*Records for processing*.
● ● ● ●

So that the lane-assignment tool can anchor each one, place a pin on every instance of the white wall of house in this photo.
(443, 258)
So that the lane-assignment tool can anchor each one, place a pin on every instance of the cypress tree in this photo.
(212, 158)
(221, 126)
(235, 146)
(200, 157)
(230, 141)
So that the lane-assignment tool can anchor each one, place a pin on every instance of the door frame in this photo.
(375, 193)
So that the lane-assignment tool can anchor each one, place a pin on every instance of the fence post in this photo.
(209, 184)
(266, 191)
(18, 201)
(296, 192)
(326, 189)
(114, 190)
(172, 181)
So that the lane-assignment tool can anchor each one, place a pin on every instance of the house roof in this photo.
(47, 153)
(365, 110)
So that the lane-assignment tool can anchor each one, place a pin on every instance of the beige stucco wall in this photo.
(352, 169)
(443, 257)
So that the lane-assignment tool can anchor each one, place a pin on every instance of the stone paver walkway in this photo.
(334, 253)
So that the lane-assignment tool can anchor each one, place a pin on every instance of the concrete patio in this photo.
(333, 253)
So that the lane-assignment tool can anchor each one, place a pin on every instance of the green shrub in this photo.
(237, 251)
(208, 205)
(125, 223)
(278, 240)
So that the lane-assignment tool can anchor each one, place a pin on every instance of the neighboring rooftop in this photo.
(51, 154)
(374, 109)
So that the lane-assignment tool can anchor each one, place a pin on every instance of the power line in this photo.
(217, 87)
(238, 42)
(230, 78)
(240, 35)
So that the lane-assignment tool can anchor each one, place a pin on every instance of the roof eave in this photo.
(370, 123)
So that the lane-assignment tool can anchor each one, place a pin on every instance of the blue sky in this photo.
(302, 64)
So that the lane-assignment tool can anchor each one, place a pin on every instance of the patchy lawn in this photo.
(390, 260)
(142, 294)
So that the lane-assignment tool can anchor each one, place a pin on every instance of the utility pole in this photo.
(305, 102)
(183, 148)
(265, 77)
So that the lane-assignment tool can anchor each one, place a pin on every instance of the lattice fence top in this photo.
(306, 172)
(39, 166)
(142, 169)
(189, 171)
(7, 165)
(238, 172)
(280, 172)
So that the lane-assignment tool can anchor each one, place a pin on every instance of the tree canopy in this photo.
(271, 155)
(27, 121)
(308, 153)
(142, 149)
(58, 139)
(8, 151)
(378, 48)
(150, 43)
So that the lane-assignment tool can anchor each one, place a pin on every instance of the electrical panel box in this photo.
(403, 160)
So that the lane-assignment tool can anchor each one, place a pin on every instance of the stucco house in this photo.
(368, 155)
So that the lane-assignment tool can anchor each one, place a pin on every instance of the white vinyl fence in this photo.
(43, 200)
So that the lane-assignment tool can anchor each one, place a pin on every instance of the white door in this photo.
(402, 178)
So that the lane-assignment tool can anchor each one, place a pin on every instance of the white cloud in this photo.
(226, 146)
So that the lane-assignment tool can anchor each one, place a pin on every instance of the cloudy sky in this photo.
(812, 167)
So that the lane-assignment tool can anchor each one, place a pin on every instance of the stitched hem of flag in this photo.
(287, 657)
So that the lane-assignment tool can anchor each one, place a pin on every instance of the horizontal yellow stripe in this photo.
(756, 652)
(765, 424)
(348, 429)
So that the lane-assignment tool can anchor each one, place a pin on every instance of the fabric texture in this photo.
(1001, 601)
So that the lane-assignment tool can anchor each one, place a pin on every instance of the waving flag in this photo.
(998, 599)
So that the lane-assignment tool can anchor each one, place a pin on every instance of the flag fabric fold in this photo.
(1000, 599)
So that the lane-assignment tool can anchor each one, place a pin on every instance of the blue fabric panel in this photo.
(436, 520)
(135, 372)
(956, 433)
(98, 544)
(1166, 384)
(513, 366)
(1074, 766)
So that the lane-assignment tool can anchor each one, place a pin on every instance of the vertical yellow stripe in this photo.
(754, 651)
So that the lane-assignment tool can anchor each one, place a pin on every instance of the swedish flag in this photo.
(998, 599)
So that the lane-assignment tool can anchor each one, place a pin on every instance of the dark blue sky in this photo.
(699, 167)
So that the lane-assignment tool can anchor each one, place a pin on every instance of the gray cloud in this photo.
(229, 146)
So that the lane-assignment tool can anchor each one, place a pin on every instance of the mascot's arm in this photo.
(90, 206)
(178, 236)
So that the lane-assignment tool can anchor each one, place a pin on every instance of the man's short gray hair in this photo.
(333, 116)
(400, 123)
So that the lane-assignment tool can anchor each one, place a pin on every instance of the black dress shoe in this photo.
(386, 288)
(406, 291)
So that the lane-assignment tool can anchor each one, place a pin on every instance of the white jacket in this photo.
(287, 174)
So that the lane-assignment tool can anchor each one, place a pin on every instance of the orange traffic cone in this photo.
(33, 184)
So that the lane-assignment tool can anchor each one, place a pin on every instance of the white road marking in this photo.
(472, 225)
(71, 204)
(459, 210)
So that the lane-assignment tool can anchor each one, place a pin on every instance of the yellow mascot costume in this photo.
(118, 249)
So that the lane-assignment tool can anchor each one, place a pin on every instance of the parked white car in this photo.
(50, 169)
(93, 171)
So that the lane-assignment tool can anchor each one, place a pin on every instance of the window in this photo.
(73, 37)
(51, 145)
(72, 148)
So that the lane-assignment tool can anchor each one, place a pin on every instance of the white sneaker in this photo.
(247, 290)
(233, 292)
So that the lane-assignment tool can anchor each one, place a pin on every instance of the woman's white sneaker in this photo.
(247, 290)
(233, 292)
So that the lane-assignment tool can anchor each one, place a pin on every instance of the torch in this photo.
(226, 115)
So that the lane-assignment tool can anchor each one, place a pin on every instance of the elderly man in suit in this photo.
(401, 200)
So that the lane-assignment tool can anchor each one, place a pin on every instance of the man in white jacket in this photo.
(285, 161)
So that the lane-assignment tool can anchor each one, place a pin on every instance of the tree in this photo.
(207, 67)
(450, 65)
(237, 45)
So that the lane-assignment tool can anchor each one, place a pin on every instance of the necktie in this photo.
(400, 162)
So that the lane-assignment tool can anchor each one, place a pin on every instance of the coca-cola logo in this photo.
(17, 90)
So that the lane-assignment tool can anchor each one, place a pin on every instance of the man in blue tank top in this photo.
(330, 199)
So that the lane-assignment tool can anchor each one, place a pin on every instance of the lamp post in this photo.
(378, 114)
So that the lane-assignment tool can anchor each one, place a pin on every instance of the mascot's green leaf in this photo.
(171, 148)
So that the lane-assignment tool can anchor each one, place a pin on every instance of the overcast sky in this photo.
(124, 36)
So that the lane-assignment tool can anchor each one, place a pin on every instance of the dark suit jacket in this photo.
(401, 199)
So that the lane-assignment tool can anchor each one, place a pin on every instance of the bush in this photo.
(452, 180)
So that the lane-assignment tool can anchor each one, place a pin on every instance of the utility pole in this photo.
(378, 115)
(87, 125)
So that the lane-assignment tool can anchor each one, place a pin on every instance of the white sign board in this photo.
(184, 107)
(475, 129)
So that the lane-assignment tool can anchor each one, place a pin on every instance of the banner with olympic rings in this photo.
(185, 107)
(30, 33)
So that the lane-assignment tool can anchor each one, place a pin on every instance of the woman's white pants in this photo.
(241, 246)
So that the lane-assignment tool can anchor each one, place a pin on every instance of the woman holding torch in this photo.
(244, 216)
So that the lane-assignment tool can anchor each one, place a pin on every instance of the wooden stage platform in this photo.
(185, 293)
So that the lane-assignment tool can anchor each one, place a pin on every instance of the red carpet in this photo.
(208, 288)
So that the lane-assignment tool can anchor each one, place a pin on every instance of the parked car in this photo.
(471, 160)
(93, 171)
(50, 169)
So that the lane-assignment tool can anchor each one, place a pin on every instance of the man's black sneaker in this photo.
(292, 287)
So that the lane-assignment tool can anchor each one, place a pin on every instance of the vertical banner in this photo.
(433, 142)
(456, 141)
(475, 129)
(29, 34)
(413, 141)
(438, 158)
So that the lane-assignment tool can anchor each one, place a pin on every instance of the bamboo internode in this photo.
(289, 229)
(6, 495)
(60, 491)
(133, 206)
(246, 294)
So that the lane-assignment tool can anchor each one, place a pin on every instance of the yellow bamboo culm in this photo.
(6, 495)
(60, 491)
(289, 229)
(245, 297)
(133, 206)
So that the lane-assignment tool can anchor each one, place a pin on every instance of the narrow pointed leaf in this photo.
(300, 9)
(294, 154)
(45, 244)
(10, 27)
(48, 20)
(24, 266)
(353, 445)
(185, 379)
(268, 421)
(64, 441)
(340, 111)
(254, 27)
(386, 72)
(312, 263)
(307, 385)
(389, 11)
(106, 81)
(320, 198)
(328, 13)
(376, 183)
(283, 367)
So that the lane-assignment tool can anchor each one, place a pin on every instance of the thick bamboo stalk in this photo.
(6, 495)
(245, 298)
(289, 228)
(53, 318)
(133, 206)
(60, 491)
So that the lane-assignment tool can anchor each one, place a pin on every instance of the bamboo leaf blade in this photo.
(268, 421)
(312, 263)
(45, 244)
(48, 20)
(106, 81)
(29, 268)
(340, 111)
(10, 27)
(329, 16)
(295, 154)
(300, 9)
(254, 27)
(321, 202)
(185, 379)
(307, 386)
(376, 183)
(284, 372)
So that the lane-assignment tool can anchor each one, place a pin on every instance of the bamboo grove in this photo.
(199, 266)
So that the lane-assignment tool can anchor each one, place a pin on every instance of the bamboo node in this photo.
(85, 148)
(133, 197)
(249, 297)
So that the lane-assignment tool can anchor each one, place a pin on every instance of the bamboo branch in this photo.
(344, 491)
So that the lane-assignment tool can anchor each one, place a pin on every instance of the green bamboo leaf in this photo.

● ● ● ●

*Description of the task*. Please copy the entries word for word, from the line containing "texture in this photo." up to and including the line containing "(1074, 766)".

*Solution to the problem*.
So that the lane-assignment tool can anchor each one, place a pin on every instance of the fabric texture in this photo.
(1001, 601)
So that the lane-assignment tool can anchor each one, place a pin on every instance of the waving flag in this photo.
(998, 599)
So that the lane-assignment tool can anchor each one, place a pin on every instance of the flag fabric fold in this photo.
(1000, 599)
So that the lane-assignment tool can anchor each one, place a pin on every instance of the blue fabric panel in this photo.
(436, 520)
(135, 372)
(956, 433)
(98, 544)
(1166, 384)
(513, 366)
(1074, 766)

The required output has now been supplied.